## Challenges
(A) From the text on calling for rolls, reproduce the passage between "When the situation" and "or something similar.", inclusive.
(B) In the text on calling for rolls, which table is used to turn a roll into Success or Success with Consequences in a "retry forever" situation?

## Selected text
--- --- ---
Rolls should only be called for if there is a meaningful impact of failure, or chance for that matter. What that means is heavily contextual. Sometimes the time it takes to try is valuable and a failure becomes meaningful because you're now wasting a resource to try again.

If a roll can be repeated again comes up to context, which relies heavily on what you think defines that meaningful failure.


If there is legitimately no meaningful failure state. No material wasted, no injury sustained, no baddie catching up, no time pressure, no nothing. Then a roll should never have been called for to begin with assuming the character is actually capable of bringing about the desired result (if they aren't its perfectly acceptable to say that they don't know how to do something that's why skills exist). Apply passage of time and what not as you see fit.

>How do you handle this sort of thing? If a character fails at their detect traps check (assuming that doesn't itself trigger a trap), or at some kind of knowledge check, or at searching, or opening a lock, or whatever else: when do you let them try again, if ever?
When the situation changes. Generally speaking, I'll use my Fail Forward table to make the roll Success//Success with Consequences in a "retry forever" situation.
>How do you decide that a failure means they just can't figure it out ever, and/or how do you let them try again?
Changing the situation means: getting more information, getting more experience (skill modifier used is at least 1 higher), getting better tools, or something similar.
--- --- ---
## Material provided

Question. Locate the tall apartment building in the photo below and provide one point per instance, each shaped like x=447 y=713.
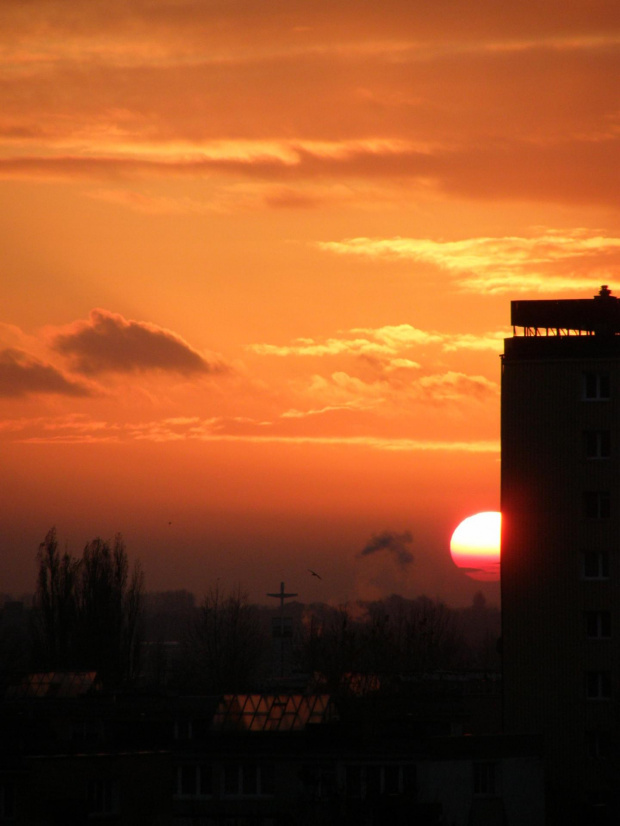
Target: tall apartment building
x=560 y=502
--- --- ---
## Solutions by task
(A)
When the situation changes. Generally speaking, I'll use my Fail Forward table to make the roll Success//Success with Consequences in a "retry forever" situation.
>How do you decide that a failure means they just can't figure it out ever, and/or how do you let them try again?
Changing the situation means: getting more information, getting more experience (skill modifier used is at least 1 higher), getting better tools, or something similar.

(B) The Fail Forward table.